Les astéroïdes sont des corps célestes rocheux dont la taille peut varier de l’ordre du centimètre jusqu’à quelques centaines de kilomètres. Dans le système solaire, la plupart des astéroïdes sont sur une orbite autour du soleil située entre Mars et Jupiter. Dans cette zone on en compte des centaines de milliers et ils constituent ce qu’il est convenu d’appeler la ceinture d’astéroïdes qui marque la transition entre les planètes telluriques et les planètes géantes gazeuses.
D’autres astéroïdes, beaucoup plus lointains, en orbite solaire au-delà de Neptune constituent la ceinture de Kuiper. Quelques uns sont suffisamment gros pour être considérés comme des planètes naines. C’est le cas de Pluton.
On trouve aussi des astéroïdes qui partagent la même orbite qu’une planète ou un de ses satellites à des points stables appelés points de Lagrange[1]. Plusieurs milliers sont associés à Jupiter, Mars en a sept, Neptune en compte neuf et même la Terre en a un : 2010-TK7, qui mesure quelque 300 mètres.
D’autres astéroïdes, les géocroiseurs, ont des orbites qui croisent celle de la Terre. Les météorites qui tombent sur la Terre sont des astéroïdes de ce type ou des fragments d’astéroïdes attirés par la gravité terrestre. La plupart sont très petits et se désintègrent en entrant dans l’atmosphère, ce sont les étoiles filantes. Quelques uns sont toutefois suffisamment gros pour arriver jusqu’à sol et peuvent être analysés. L’impact sur la Terre d’un de ces astéroïdes plus gros que les autres est probablement à l’origine de la disparition des dinosaures il y a 65 millions d’années. Un autre est à l’origine du cratère de 200 km, en grande partie submergée dans le golfe du Mexique, qui borde la péninsule du Yucatán près du village de Chicxulub.
Dans le cadre de son « Système de Défense Planétaire » la NASA surveille quelques 8.000 astéroïdes géocroiseurs qui vont de quelques mètres à quelques kilomètres. Aucun astéroïde massif ne semble menacer la terre dans les 500.000 ans à venir mais de plus petits peuvent quand même faire des dégâts. L’étude plus précise des astéroïdes peut nous permettre d’anticiper et si possible de détruire ceux qui seraient potentiellement dangereux.

§ **OBJECTIF**
Quelle suite pourriez-vous donner au texte sur les astéroïdes ci-dessus ? Rédigez-la à partir de sa dernière phrase.

[Enregistrements issus d'une source de données]
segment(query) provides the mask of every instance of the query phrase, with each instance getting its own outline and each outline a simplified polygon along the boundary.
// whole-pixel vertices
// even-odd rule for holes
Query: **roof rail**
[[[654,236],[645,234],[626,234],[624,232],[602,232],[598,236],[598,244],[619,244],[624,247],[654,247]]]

§ **RÉPONSE**
Les astéroïdes ont le même âge que la Terre. Ce sont les débris de matières qui n’ont pas été utilisés pour la formation des planètes lors de la naissance du système solaire. Du fait de leur petite taille, ils se sont rapidement refroidis figeant la composition de la nébuleuse protosolaire originelle. Certains astéroïdes contiennent de la glace et des composés carbonés. Mieux connaître les astéroïdes pourrait donc nous renseigner sur la Terre elle-même et peut-être aussi sur l’origine de la vie.

Certains astéroïdes de taille suffisante pourraient être des camps de base intermédiaires pour l’exploration spatiale et servir en quelque sorte d’étape de ravitaillement pour des destinations plus lointaines. Du fait de sa faible masse et donc de sa très faible gravité, il faut beaucoup moins d’énergie pour quitter un astéroïde que pour quitter la Terre.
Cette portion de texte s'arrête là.